Их совмещение становится на повестку дня около 1920 г., когда высокий авангард вступает в фазу своих наивысших достижений. Здесь нет возможности проводить стилевые дифференциации между архитектурными движениями в Америке, Западной Европе и России: фундаментальная эпистемология культурных дискурсов не должна вникать в локальные различия, столь важные для искусствоведения.

Гипнотическая притягательность тогдашней супертехнологии для теоретиков и практиков европейского и русского конструктивизма – от Ле Корбюзье до Лисицкого и Татлина – вовсе не мешает другой пламенной страсти высокого авангарда: их стремлениям к интеграции в ритмы Большой Вселенной. В. Татлин синхронизирует размеры и ритмы движения своей Башни III Интернационала с планетарными циклическими процессами, а затем пытается осуществить принцип «бионического» произведения в своем «Летатлине».

============

● ЦЕЛЬ ЗАДАНИЯ:
Процитируйте из текста об архитектуре авангарда кусок от слов «Их совмещение становится» до слов «важные для искусствоведения.».

● СОХРАНЁННЫЕ ДАННЫЕ:
============

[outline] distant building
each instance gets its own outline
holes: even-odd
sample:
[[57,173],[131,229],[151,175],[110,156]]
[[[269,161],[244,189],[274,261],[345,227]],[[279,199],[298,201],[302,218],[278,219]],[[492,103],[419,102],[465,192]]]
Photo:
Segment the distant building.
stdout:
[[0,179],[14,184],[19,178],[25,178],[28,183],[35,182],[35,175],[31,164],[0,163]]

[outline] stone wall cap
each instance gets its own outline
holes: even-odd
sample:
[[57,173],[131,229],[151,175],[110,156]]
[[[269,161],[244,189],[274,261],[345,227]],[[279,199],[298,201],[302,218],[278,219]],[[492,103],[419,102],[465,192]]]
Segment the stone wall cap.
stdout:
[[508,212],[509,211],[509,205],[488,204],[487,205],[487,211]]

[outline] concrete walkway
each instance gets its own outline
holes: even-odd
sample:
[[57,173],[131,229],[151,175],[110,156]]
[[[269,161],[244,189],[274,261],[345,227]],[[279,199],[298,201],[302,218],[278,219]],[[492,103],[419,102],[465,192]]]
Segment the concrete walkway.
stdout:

============

● РЕШЕНИЕ ЗАДАНИЯ:
Их совмещение становится на повестку дня около 1920 г., когда высокий авангард вступает в фазу своих наивысших достижений. Здесь нет возможности проводить стилевые дифференциации между архитектурными движениями в Америке, Западной Европе и России: фундаментальная эпистемология культурных дискурсов не должна вникать в локальные различия, столь важные для искусствоведения.